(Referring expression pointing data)
---+---

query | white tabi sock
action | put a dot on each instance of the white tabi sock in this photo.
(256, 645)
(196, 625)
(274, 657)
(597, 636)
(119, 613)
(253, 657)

---+---

● GOAL OF THE EXERCISE: Transcribe the entries above so that nothing in them differs from the original.

● YOUR SOLUTION:
query | white tabi sock
action | put a dot on each instance of the white tabi sock in this photo.
(256, 645)
(196, 625)
(274, 657)
(597, 636)
(119, 613)
(253, 657)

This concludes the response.